▶ CONSIGNES DE LA TÂCHE
Rédigez la suite de l'extrait sur les familles Donadieu et Dargens en reprenant juste après sa dernière phrase.

▶ EXTRAIT DU TEXTE
------------------------------------

En périphérie de cette famille, Frédéric Dargens est un peu le négatif du cliché petit bourgeois qu'incarnait Oscar Donadieu. Fils de Banquier, grande fortune, il s'est retrouvé ruiné quand la banque a sauté et a ouvert un cinéma qui vivote entre des spectacles de danseuses et de prestidigitateurs et dans lequel il habite dans un réduis, vivant en bohème. Il fréquente à l'occasion les danseuses, comble du déshonneur pour cette bourgeoisie bien pensante. Malgré cela, il est l'ami, le confident de l'épouse de Donadieu ainsi que de sa belle-fille Eva. Il assurera le trait d'union entre les deux familles.
Son fils Philippe a séduit Martine, la seconde fille d'Oscar Donadieu. Il s'introduit dans sa chambre en transitant par le jardin de la bonne d'à côté, Charlotte, s'acquittant d'un droit de passage charnel. Plutôt bel homme, parangon d'ambition, il n'aura de cesse d'utiliser tous les moyens à sa disposition pour parvenir à ses fins et tenter de créer sa propre dynastie. Arrivera-t-il à entrer dans la famille par la grande porte ?

------------------------------------

▶ EXTRAIT DES DONNÉES
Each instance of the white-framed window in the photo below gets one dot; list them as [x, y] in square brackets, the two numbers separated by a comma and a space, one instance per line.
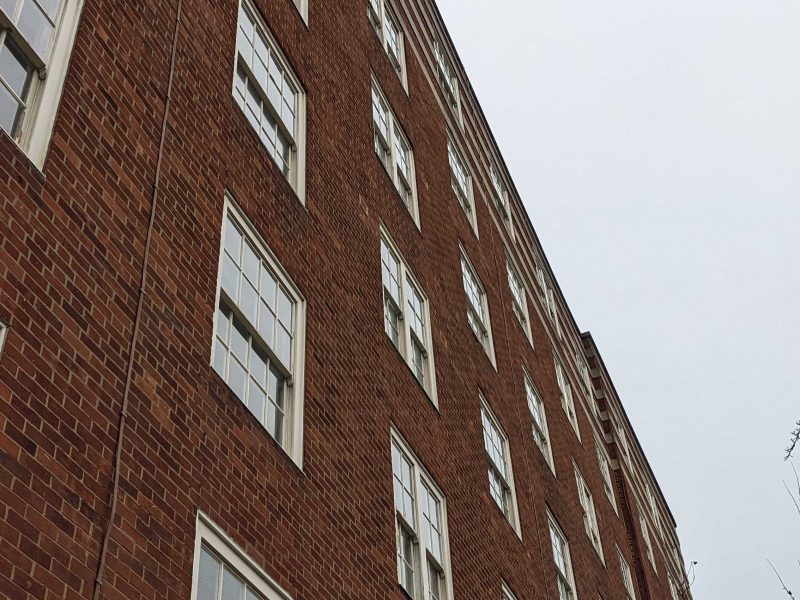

------------------------------------

▶ RÉSULTAT
Ce petit monde va graviter de la Rochelle à la maison de vacances de St Raphaël, puis à Paris. Avec, toujours, les descriptions de Simenon, ruelles, maisons, mais aussi lumières, odeurs, sensations. « Malgré l'heure, de la rosée tremblait encore sur les herbes du talus et le soleil était voilé par l'haleine humide de la terre. »
Les pages se tournent vivement, laissant des empreintes d'égoïsme, de veulerie, d'ambition, de manipulation, d'amour fou, de médiocrité, de vices… le clan Donadieu ayant perdu son pilier, il paraît peu probable qu'il arrivera à colmater les lézardes qui se creusent.